[WHAT IS REQUIRED]
Please render the lines below as a Markdown table with the columns Row and Line, numbering each line and skipping any blank ones.

[Data entries]
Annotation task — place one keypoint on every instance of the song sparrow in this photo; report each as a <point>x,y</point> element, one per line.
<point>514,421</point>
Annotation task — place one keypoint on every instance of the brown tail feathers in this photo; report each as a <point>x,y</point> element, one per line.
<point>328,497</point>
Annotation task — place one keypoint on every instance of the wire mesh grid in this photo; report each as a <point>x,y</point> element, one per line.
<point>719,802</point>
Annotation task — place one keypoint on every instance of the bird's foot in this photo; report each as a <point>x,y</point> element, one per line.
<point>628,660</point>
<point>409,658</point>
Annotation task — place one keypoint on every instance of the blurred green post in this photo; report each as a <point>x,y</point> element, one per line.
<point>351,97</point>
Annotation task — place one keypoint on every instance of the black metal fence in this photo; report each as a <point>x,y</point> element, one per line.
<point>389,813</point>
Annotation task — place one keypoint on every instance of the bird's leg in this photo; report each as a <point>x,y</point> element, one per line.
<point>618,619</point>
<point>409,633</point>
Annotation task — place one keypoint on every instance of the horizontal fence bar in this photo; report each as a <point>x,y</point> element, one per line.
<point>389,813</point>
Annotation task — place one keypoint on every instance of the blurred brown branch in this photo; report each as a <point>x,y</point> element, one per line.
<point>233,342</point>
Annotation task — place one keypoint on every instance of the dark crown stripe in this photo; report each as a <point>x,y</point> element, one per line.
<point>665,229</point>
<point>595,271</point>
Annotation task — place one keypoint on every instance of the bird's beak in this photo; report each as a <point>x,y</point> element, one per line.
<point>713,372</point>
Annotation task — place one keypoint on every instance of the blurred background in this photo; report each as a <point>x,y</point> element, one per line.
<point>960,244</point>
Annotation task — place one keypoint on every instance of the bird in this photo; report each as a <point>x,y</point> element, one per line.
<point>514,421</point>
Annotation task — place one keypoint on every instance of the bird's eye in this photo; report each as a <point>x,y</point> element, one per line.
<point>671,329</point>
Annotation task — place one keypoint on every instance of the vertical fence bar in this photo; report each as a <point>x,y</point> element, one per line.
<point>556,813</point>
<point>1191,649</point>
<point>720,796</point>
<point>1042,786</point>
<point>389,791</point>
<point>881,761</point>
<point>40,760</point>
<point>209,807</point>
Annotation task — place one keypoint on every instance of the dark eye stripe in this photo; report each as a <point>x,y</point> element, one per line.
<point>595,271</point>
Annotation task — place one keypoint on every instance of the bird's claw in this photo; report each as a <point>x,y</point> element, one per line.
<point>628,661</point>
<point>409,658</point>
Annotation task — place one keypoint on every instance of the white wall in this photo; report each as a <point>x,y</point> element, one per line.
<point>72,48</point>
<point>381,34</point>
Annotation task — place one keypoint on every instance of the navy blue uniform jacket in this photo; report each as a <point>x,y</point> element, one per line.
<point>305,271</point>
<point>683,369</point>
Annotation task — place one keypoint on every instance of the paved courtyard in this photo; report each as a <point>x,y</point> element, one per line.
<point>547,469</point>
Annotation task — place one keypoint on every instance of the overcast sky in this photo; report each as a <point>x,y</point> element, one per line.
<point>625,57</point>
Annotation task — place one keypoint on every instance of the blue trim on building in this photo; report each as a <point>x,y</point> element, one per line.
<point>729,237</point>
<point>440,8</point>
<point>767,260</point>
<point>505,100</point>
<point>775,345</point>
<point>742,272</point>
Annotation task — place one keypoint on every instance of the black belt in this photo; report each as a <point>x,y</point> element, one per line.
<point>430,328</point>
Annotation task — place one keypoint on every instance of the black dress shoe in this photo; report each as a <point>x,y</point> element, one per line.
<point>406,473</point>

[CORRECT RESULT]
| Row | Line |
|---|---|
| 1 | Annotation task — place one keypoint on every instance of the song sparrow in this photo; report each as a <point>x,y</point> element, one per line. |
| 2 | <point>514,421</point> |
| 3 | Annotation task — place one keypoint on every instance of the brown tail feathers in this photo; report each as a <point>x,y</point> element, one per line. |
| 4 | <point>328,497</point> |
| 5 | Annotation task — place one keypoint on every instance of the wire mesh grid in this photo; report each as a <point>x,y</point> element, one per line. |
| 6 | <point>719,802</point> |
| 7 | Annotation task — place one keypoint on every instance of the bird's foot in this photo; report each as a <point>x,y</point> element, one per line. |
| 8 | <point>628,660</point> |
| 9 | <point>409,658</point> |
| 10 | Annotation task — place one keypoint on every instance of the blurred green post in this photo; report each as a <point>x,y</point> element, one per line. |
| 11 | <point>351,97</point> |
| 12 | Annotation task — place one keypoint on every instance of the black metal fence in this photo; report each as a <point>x,y</point> element, one per line. |
| 13 | <point>389,813</point> |
| 14 | Annotation task — place one keypoint on every instance of the bird's leg in this photo; report each as a <point>x,y</point> element, one per line. |
| 15 | <point>618,619</point> |
| 16 | <point>409,633</point> |
| 17 | Annotation task — place one keypoint on every instance of the horizontal fence bar in this photo; report each as a <point>x,y</point> element, one per line. |
| 18 | <point>389,813</point> |
| 19 | Annotation task — place one keypoint on every instance of the blurred brown branch in this photo; report each as a <point>x,y</point> element, one per line. |
| 20 | <point>233,342</point> |
| 21 | Annotation task — place one keypoint on every instance of the dark crown stripe in this photo; report each as a <point>x,y</point> element, one per line. |
| 22 | <point>665,229</point> |
| 23 | <point>595,271</point> |
| 24 | Annotation task — place one keypoint on every instance of the bird's beak in this photo; report each as a <point>x,y</point> element, one per line. |
| 25 | <point>713,372</point> |
| 26 | Annotation task — place one keypoint on every instance of the blurred background in this photo; report each as a <point>x,y</point> element, one per line. |
| 27 | <point>960,244</point> |
| 28 | Annotation task — place one keypoint on every instance of the bird in this photo; report each as a <point>x,y</point> element, one per line. |
| 29 | <point>514,421</point> |
| 30 | Annotation task — place one keypoint on every instance of the bird's eye in this photo; report each as a <point>x,y</point> element, one per line. |
| 31 | <point>671,329</point> |
| 32 | Annotation task — place one keypoint on every instance of the vertical fence bar in this photo; report each as a <point>x,y</point> element, one per line. |
| 33 | <point>556,813</point> |
| 34 | <point>1191,649</point> |
| 35 | <point>720,796</point> |
| 36 | <point>1042,786</point> |
| 37 | <point>389,791</point> |
| 38 | <point>881,761</point> |
| 39 | <point>40,760</point> |
| 40 | <point>209,807</point> |
| 41 | Annotation task — place one keypoint on every instance of the dark eye stripe in this photo; report each as a <point>x,y</point> element, one per line. |
| 42 | <point>595,271</point> |
| 43 | Annotation task — place one keypoint on every instance of the bird's claw in this photo; report each as a <point>x,y</point> element, one per line. |
| 44 | <point>628,661</point> |
| 45 | <point>409,658</point> |
| 46 | Annotation task — place one keypoint on every instance of the white wall in this photo; report each as a <point>x,y</point> element, one per line. |
| 47 | <point>72,48</point> |
| 48 | <point>381,34</point> |
| 49 | Annotation task — place one keypoint on every instance of the navy blue uniform jacket in this photo; report each as a <point>x,y</point> element, one per line. |
| 50 | <point>305,271</point> |
| 51 | <point>683,369</point> |
| 52 | Annotation task — place one keypoint on every instance of the paved courtyard in this photo; report each as a <point>x,y</point> element, one per line. |
| 53 | <point>547,469</point> |
| 54 | Annotation task — place one keypoint on every instance of the overcast sky in this photo; report each as a <point>x,y</point> element, one per line. |
| 55 | <point>625,57</point> |
| 56 | Annotation task — place one keypoint on every instance of the blue trim on building in this photo; report each as a <point>x,y</point> element, one per line. |
| 57 | <point>729,237</point> |
| 58 | <point>440,8</point> |
| 59 | <point>767,260</point> |
| 60 | <point>505,100</point> |
| 61 | <point>775,345</point> |
| 62 | <point>742,272</point> |
| 63 | Annotation task — place one keypoint on every instance of the black belt in this photo; report each as a <point>x,y</point> element, one per line. |
| 64 | <point>430,328</point> |
| 65 | Annotation task — place one keypoint on every instance of the black dress shoe in this photo; report each as a <point>x,y</point> element, one per line. |
| 66 | <point>406,473</point> |